Problem description » Using the records below, copy every line that holds the string "snake".

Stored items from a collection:
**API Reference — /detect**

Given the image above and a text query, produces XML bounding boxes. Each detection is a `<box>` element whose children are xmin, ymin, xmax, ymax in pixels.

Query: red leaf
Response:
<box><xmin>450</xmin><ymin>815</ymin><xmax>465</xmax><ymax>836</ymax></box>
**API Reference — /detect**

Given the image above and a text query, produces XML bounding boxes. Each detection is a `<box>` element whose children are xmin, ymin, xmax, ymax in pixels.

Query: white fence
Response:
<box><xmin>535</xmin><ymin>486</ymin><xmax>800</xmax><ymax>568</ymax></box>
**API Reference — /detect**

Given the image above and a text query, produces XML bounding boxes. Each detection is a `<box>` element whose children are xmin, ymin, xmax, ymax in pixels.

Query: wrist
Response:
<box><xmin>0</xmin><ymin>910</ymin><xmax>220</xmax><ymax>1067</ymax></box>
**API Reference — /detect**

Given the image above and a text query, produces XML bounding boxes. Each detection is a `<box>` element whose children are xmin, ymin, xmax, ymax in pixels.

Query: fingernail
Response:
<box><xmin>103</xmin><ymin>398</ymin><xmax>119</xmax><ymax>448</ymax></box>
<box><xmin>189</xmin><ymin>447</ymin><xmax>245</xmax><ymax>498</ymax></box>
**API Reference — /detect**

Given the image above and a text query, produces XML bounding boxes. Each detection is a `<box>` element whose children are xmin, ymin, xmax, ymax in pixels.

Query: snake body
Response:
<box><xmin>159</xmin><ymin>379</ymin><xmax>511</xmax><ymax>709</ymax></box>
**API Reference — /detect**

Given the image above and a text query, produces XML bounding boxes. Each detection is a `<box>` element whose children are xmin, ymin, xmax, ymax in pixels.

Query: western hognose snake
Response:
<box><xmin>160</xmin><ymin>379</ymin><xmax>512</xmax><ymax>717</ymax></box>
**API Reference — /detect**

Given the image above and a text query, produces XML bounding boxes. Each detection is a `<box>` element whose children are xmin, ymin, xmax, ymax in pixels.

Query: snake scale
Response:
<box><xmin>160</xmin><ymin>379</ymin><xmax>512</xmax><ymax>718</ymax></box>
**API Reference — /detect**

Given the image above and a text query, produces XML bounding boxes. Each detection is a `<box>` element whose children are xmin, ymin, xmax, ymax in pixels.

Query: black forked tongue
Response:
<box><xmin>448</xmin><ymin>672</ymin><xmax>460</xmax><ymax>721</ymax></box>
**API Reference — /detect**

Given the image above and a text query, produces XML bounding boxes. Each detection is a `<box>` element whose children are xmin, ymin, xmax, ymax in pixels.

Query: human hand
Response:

Response to this exercise »
Query: snake body
Query: western hognose snake
Query: snake scale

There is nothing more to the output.